• Task to carry out: Starting with the line that contains "the form (380,81)." and going on through the last of the lines, write out each of those lines again, requests included, adding 17 to every number in the answer coordinates. Leave the pictures out.

• Input records:

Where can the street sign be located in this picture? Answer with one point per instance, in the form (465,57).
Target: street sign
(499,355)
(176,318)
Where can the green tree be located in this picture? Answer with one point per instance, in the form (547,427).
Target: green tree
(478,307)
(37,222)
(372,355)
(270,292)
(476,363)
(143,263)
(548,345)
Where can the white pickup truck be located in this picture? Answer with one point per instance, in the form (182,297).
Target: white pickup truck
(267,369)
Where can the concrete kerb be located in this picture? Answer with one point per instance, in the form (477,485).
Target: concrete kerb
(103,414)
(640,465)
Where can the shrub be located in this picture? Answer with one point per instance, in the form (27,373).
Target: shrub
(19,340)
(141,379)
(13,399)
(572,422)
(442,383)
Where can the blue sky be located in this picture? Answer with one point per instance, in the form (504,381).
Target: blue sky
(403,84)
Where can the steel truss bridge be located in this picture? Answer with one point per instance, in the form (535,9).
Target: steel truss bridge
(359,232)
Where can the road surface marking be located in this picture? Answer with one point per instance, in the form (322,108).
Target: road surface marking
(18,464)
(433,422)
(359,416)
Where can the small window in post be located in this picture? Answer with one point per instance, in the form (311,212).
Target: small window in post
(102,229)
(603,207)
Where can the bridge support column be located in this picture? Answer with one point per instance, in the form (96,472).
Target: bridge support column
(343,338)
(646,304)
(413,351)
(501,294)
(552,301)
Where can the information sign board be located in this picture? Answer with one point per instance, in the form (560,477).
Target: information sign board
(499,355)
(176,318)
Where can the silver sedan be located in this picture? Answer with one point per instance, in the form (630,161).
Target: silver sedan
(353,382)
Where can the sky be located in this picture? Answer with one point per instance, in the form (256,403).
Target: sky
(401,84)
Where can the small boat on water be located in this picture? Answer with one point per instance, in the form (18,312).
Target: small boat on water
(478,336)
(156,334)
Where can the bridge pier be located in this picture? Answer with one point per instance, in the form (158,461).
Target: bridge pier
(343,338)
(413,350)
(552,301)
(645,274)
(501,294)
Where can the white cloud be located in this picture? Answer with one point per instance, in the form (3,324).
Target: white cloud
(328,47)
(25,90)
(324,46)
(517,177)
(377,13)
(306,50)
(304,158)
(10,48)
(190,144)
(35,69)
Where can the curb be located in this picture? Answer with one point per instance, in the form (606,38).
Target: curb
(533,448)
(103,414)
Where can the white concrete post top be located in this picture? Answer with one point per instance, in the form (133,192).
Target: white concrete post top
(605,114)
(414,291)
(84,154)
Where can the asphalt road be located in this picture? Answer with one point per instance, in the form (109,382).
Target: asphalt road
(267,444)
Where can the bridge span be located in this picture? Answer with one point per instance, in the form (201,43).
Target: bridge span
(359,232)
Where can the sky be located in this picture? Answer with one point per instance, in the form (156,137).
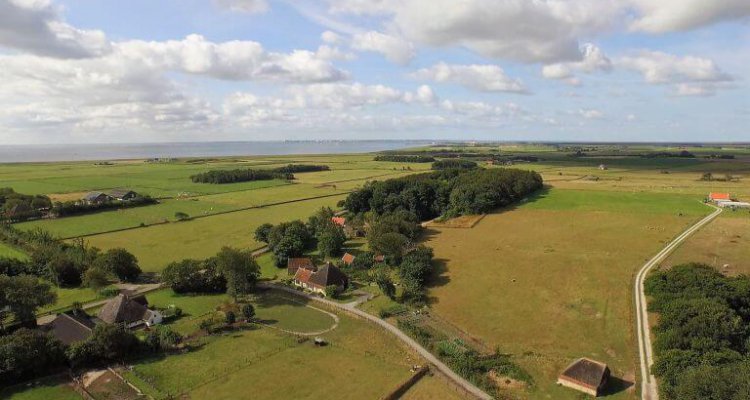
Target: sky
(105,71)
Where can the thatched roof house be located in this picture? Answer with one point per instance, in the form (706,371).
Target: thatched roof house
(585,375)
(130,311)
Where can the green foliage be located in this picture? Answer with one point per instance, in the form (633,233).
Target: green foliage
(703,332)
(23,294)
(120,262)
(193,276)
(240,270)
(239,175)
(26,353)
(453,164)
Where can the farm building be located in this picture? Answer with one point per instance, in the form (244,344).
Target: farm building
(132,311)
(70,327)
(293,264)
(96,198)
(317,281)
(347,259)
(122,194)
(585,375)
(717,197)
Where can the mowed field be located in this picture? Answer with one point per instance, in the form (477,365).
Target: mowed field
(551,280)
(723,244)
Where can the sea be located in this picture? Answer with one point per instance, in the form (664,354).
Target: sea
(101,152)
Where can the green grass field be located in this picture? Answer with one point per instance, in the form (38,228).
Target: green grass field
(551,280)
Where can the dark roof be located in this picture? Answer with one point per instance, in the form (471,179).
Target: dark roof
(70,328)
(120,193)
(125,309)
(293,264)
(586,372)
(328,275)
(348,259)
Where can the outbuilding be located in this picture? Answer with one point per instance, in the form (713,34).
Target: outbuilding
(585,375)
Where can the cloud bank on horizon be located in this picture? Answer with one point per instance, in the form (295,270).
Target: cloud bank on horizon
(186,70)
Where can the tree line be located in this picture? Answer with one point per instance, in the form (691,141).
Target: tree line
(702,341)
(249,174)
(445,193)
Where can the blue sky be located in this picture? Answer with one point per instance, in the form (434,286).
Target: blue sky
(78,71)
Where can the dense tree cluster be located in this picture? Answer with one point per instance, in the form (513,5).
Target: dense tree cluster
(239,175)
(70,208)
(20,207)
(450,192)
(703,336)
(453,164)
(405,158)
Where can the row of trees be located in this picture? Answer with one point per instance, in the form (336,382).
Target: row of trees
(20,207)
(232,271)
(450,192)
(406,158)
(703,336)
(292,239)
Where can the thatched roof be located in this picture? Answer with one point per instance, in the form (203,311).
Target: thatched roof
(124,309)
(586,372)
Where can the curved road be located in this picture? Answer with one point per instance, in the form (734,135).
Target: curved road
(352,308)
(649,390)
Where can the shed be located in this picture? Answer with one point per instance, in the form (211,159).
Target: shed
(585,375)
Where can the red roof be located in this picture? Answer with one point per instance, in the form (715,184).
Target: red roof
(348,259)
(719,196)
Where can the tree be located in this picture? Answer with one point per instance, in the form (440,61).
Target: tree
(248,311)
(262,232)
(121,263)
(240,270)
(23,294)
(95,278)
(26,353)
(330,240)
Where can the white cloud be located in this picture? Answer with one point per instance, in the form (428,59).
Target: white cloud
(689,75)
(245,6)
(36,26)
(657,16)
(486,78)
(593,60)
(395,49)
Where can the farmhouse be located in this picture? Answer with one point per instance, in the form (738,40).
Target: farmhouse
(317,281)
(717,197)
(585,375)
(123,194)
(70,327)
(293,264)
(96,198)
(347,259)
(132,311)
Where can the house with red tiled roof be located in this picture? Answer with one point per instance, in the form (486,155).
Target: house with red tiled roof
(317,281)
(347,259)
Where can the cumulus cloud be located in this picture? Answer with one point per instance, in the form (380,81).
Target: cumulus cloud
(36,26)
(689,75)
(593,60)
(485,78)
(394,48)
(245,6)
(657,16)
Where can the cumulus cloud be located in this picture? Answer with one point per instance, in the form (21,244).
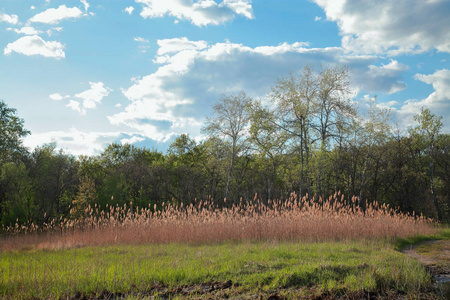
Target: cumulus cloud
(90,98)
(27,30)
(179,44)
(86,4)
(129,10)
(193,75)
(11,19)
(393,27)
(57,97)
(143,43)
(438,101)
(132,140)
(74,141)
(56,15)
(382,78)
(201,13)
(35,45)
(141,40)
(76,106)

• Answer:
Where can the cumulus cloud be located in this picture? Answer with one point per instance, in the form (380,81).
Target: cumulus cloud
(53,43)
(706,92)
(610,77)
(502,95)
(411,65)
(262,23)
(674,33)
Where can the cumulus cloud be located in this picture? Answer with one point per instance, in the form (21,244).
Target: cumulus cloud
(107,115)
(44,47)
(196,61)
(103,21)
(146,27)
(210,92)
(28,36)
(410,44)
(74,114)
(160,60)
(455,118)
(149,157)
(91,158)
(73,32)
(399,95)
(218,30)
(52,62)
(158,57)
(93,123)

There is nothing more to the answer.